> WRITTEN TASKS:
- A) Decide whether each statement agrees with the hut-to-hut hiking text: (i) a self-guided hiking tour comes with a guide; (ii) the Walker’s Haute Route tour lasts 14 days; (iii) Alpine Clubs maintain trails. Answer yes or no for each, and quote the words from the text that decide it.
- B) Filter the listing so that only lines containing the string "display" remain, and copy each of those lines. Case counts.

> SUPPLIED TEXT:
◆ ◆ ◆ ◆ ◆

If you’d love to experience a hut-to-hut hike but need additional support (booking huts, itinerary setting, etc…), you can also book a self-guided hiking tour with a tour operator like Alpenventures UNGUIDED. You still hike independently (without a guide), but you don’t have to worry about the logistics. Check out these self-guided tours:
- 10-Day Alta Via 1 – Italy
- 10-Day Tour du Mont Blanc – Italy, France, Switzerland
- 14-Day Walker’s Haute Route – France and Switzerland
- 7-Day Bernese Oberland – Switzerland
Hut-to-Hut Hiking Trails in Austria
- Emperor’s Crown (Kaiserkrone) Trail
- Karwendel High Trail
- Schladminger Tauern High Trail
- Venediger High Trail
- Montafon Hüttenrunde
- Rätikon High Trail
- Berlin High Trail
- Eagle Walk – Lechtal Alps Stages
Hut-to-Hut Hiking Trails in Italy
Our Dolomites Hut to Hut Hiking Guide outlines essential tips for multi-day hiking in northeastern Italy.
- Alta Via 1
- Ortler High Trail
- Tre Cime di Lavaredo 3 Day Trek – Moon & Honey Trail
- Catinaccio – Rosengarten Dolomites 3 Day Trek – Moon & Honey Trail
Hut-to-Hut Hiking Trails in Slovenia
5. Join an Alpine Club, which is a participating association of the International Reciprocal Agreement on Mountain Huts
Alpine Clubs are large social clubs for hikers, climbers, and other outdoor sports enthusiasts. Alpine Clubs generally own and operate alpine mountain huts and maintain trails. Furthermore, they are typically responsible for organizing guided outings, providing mountaineering training courses, and safeguarding the alpine environment.

◆ ◆ ◆ ◆ ◆

Excerpts of pointing data

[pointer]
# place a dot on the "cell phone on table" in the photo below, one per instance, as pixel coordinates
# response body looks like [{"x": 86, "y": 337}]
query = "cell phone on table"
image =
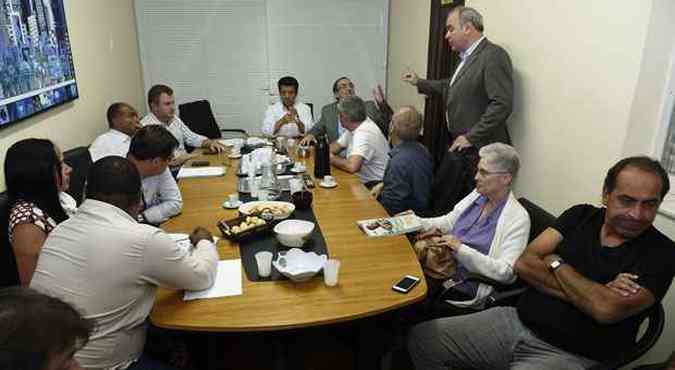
[
  {"x": 200, "y": 163},
  {"x": 406, "y": 284}
]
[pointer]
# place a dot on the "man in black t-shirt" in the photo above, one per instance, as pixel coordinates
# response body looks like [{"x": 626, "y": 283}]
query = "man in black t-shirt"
[{"x": 593, "y": 276}]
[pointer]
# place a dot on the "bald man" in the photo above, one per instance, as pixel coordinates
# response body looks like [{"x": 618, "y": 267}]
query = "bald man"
[{"x": 407, "y": 178}]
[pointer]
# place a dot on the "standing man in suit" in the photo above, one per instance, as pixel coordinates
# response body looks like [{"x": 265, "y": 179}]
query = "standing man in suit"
[
  {"x": 329, "y": 123},
  {"x": 479, "y": 94}
]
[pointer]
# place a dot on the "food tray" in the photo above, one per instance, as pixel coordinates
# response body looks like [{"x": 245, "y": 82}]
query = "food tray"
[{"x": 227, "y": 228}]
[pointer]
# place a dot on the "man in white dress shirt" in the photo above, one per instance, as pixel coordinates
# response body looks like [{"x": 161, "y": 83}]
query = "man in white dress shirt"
[
  {"x": 109, "y": 266},
  {"x": 163, "y": 112},
  {"x": 151, "y": 151},
  {"x": 287, "y": 117},
  {"x": 367, "y": 148},
  {"x": 124, "y": 122}
]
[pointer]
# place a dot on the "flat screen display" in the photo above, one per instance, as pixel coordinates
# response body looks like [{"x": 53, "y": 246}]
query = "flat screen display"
[{"x": 36, "y": 62}]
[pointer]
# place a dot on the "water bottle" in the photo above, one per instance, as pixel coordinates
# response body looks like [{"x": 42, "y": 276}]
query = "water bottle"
[{"x": 321, "y": 157}]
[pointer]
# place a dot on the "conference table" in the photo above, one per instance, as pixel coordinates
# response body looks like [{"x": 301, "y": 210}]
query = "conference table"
[{"x": 369, "y": 266}]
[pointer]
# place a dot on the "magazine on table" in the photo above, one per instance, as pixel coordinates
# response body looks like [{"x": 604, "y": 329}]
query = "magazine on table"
[{"x": 389, "y": 226}]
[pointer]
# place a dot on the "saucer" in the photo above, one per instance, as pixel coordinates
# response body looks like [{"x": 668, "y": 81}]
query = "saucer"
[
  {"x": 327, "y": 186},
  {"x": 228, "y": 205}
]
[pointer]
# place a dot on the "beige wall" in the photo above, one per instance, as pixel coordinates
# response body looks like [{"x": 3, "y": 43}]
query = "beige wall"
[
  {"x": 107, "y": 68},
  {"x": 590, "y": 79},
  {"x": 408, "y": 45}
]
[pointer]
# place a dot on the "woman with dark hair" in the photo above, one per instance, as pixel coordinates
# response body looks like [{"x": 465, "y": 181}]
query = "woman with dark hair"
[{"x": 35, "y": 176}]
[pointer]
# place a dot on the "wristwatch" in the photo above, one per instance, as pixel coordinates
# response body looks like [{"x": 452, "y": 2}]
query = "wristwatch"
[{"x": 556, "y": 264}]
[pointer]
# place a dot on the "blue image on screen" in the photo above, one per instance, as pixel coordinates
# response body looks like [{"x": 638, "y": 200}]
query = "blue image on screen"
[{"x": 36, "y": 62}]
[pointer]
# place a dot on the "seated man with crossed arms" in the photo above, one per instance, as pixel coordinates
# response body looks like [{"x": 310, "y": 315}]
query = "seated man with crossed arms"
[
  {"x": 367, "y": 148},
  {"x": 592, "y": 276},
  {"x": 287, "y": 117}
]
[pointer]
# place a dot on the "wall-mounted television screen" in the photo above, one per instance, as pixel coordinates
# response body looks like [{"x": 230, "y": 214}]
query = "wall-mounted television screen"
[{"x": 36, "y": 63}]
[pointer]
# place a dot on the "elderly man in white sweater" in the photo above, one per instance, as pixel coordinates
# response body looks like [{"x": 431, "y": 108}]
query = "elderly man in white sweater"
[{"x": 487, "y": 230}]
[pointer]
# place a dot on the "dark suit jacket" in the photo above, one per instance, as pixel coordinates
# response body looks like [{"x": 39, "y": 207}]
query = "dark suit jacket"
[
  {"x": 481, "y": 98},
  {"x": 327, "y": 124}
]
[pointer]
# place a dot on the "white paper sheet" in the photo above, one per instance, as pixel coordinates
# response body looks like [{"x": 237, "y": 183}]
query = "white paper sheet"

◆ ◆ ◆ ◆ ◆

> FINAL RESULTS:
- A)
(i) No: "You still hike independently (without a guide)"
(ii) Yes: "14-Day Walker’s Haute Route – France and Switzerland"
(iii) Yes: "Alpine Clubs generally own and operate alpine mountain huts and maintain trails."

- B)
# place a dot on the "flat screen display" in the photo above, one per instance, as pixel coordinates
query = "flat screen display"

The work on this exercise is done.